-- 課題 --
和田山古墳群の見学記を、最後の文の次から書き継ぐこと。

-- 選択テキスト --
▼

能美ふるさとミュージアム(の一部)を見学した後は、”裏山”にあたる和田山古墳群へ。

 

ミュージアム裏からの急登。

 

すぐに頂上が見えてきます。

 

よく見ると、平たくなった円墳のような。

 

和田山24号墳(円墳)の標柱が立っていました。

 

そこから南西、上ってきたほうとは逆側の斜面の先には巨大な墳丘?

 

その近くに能美古墳群全体の説明板。

 

そのマップを見ると、8号墳のようですが…

 

中世の山城・和田山城の跡でした。

和田山城
忠霊塔から南は、中世の和田山城の面影がよくのこっている。この城は約22,500㎡、中級の山城であるが、古墳の墳丘を物見櫓に改造し、丘頂に虎口・土塁・犬走りなどの防禦施設をもうけ、裾まわりに曲輪や空堀をつくるなど、大規模な土木工事が行われている。本丸と二ノ丸は桝形門によって結ばれているが、本丸を二重に仕切って複郭式とするなど、戦国末期の特色をよくそなえている。
本城は室町中期に加賀一向一揆で活躍した、和田坊主が築城したと伝え、それが和田山の地名の起こりといわれる。現在の山城の形は天下統一をめざす織田信長軍団の武将柴田勝家が天正8年(1580)、家臣の安井家清に守らせたころにできたとみられる。和田山城は南加賀の重要な戦略拠点に位置し、一揆軍のたてこもる虚空蔵城や鳥越城攻撃の基地に使われたのであろう。

 

こちらの絵図では9号墳が本丸に転用されているようでした。

帰りの時間が迫っていたので山城方面へは向かわず、和田山の尾根を北へ向かいました。

まずは和田山1号墳。

実は24号墳のすぐ北側にあります。

 

1号墳の説明板。

和田山1号墳
径24m、高さ5mの円墳。6世紀前半の築造。昭和26年(1951)、能美古墳群で初めて発掘調査された古墳。粘土で覆った棺のなかから、六鈴鏡や管玉、ガラス玉などが出土し、被葬者の歯も残っていた。歯の鑑定結果から、10代半ば頃に亡くなったことがわかった。
六鈴鏡は、縁に6個の鈴をつけた銅鏡で、関東地方に出土例が多い。鈴鏡を腰にさげた女性埴輪があることから、高貴な女性あるいは巫女がもつ道具と考えられている。北陸地方では唯一の出土品で、現在は京都国立博物館に所蔵されている。

▲

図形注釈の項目
▼

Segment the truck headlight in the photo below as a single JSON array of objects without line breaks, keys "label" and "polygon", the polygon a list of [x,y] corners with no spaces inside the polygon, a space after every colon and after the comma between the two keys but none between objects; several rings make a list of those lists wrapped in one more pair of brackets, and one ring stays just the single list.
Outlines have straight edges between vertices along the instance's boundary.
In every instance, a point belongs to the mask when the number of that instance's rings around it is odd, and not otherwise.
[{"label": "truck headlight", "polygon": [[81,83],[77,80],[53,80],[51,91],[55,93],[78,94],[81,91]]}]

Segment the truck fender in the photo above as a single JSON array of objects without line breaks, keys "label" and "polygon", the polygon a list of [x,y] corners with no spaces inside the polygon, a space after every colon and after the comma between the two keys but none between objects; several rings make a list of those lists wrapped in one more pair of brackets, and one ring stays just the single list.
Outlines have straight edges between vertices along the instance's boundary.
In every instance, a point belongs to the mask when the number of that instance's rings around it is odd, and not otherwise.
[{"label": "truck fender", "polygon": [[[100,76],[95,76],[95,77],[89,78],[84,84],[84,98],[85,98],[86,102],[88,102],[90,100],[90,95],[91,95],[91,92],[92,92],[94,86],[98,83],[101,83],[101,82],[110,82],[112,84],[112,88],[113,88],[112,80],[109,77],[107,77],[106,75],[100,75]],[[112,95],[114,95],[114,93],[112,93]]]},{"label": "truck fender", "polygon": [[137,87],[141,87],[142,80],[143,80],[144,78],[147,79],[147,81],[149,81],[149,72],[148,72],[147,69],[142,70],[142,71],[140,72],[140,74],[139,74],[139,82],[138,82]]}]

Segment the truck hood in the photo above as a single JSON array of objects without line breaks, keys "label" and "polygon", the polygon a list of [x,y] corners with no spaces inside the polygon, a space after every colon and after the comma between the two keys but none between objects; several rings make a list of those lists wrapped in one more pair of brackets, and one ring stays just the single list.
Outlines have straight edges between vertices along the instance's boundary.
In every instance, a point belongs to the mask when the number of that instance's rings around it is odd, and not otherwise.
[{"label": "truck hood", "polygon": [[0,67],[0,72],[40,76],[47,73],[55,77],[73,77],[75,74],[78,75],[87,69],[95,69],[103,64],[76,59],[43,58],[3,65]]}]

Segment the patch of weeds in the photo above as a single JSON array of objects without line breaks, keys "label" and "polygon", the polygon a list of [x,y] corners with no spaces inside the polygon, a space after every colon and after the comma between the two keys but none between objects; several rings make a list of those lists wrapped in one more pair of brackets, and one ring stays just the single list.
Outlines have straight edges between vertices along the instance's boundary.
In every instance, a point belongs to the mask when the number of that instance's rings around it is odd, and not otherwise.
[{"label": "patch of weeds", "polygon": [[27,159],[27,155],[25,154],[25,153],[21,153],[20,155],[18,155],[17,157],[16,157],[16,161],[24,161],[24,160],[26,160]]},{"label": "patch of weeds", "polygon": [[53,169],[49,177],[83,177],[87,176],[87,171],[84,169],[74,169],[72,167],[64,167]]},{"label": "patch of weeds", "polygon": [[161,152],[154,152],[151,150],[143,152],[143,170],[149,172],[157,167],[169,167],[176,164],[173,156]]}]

▲

-- 課題の解答 --
 

ロープで囲まれた墳丘。

 

北側から見る1号墳。

 

そのすぐ背面(北)には弥生時代の高床式倉庫跡が。

高床式倉庫跡
1号墳と2号墳の間の平坦面で4本の柱穴が2列に並んで検出された。柱の根元に横木をかませて補強した高床式倉庫の跡である。周辺から出土した土器からみて弥生時代後期のものと考えられる。古墳時代以前に丘陵上に集落が営まれていたことがわかっているが。その建物の一部をなした。
水を汲むにも、米を運ぶにも不便な丘陵になぜ集落を営んだのだろうか。「倭国大乱」といわれる当時、見晴らしのよいこと、戦禍から収穫をまもることが重要だったためであろう。

 

そこを挟んで和田山2号墳。

 

2号墳の説明板。珍しい鈴付銅釧や、馬具が出ています。

和田山2号墳
径20m、高さ3.7mの円墳。1号墳と同時に調査され、中規模古墳ながら、豊富な副葬品が出土している。
神獣鏡は、神と獣を組み合わせて表現した径12㎝の倭製鏡。鈴付銅釧は全国でも数例しか知られていない。ほかに、鋲で留められた短甲が副葬されていた。なかには馬具が納められていた。甲冑をまとい、馬に乗る武人の姿を彷彿とさせる。昭和54年(1979)の調査で、墳丘をめぐる周溝から6世紀前半とみられる須恵器が出土した。葬送のまつりに用いたものであろう。